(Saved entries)
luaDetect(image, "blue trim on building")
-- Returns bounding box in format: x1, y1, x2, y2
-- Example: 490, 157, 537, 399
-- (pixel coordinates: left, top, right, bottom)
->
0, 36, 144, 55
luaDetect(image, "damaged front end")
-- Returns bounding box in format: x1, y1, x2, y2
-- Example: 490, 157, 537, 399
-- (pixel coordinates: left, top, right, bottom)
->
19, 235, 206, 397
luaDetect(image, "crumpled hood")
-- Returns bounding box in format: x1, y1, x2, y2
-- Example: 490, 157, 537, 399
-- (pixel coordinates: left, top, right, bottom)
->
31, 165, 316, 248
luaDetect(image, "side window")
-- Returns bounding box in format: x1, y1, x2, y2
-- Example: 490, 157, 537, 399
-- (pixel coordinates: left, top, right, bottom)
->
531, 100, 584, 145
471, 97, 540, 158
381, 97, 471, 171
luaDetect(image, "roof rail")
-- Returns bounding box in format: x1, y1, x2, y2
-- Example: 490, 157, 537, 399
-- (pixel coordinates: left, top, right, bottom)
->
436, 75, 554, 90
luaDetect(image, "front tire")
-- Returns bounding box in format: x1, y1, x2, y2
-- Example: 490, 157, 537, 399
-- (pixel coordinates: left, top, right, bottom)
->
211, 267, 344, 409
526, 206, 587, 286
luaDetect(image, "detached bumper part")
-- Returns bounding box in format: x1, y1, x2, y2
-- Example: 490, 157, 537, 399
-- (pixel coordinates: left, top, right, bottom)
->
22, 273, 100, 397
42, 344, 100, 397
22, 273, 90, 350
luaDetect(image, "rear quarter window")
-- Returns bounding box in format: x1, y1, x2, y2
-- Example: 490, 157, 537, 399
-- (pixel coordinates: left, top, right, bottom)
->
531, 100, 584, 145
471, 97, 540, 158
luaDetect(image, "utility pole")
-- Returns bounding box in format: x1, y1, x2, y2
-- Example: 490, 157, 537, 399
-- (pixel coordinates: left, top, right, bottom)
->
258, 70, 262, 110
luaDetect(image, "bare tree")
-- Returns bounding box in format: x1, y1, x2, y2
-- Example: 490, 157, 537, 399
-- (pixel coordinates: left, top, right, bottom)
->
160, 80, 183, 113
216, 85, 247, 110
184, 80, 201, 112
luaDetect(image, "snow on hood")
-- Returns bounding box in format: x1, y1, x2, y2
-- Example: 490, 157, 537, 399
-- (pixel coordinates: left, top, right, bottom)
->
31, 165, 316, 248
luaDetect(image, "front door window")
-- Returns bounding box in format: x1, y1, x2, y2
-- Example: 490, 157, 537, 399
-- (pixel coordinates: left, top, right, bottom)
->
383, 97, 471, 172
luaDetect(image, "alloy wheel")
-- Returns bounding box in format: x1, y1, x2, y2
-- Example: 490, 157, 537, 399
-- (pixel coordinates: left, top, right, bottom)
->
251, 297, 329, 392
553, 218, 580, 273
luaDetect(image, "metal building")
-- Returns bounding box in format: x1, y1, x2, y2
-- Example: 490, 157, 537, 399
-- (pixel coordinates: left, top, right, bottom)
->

§ TASK REQUIREMENTS:
Change every occurrence of "trim" to "siding" in everything from the start of the rows down to the line containing "0, 36, 144, 55", both ends included. Leave all else unchanged.

§ FINAL RESULT:
luaDetect(image, "blue siding on building")
-- Returns bounding box in format: x1, y1, x2, y2
-- Example: 490, 157, 537, 399
-- (pixel coordinates: left, top, right, bottom)
->
0, 36, 144, 55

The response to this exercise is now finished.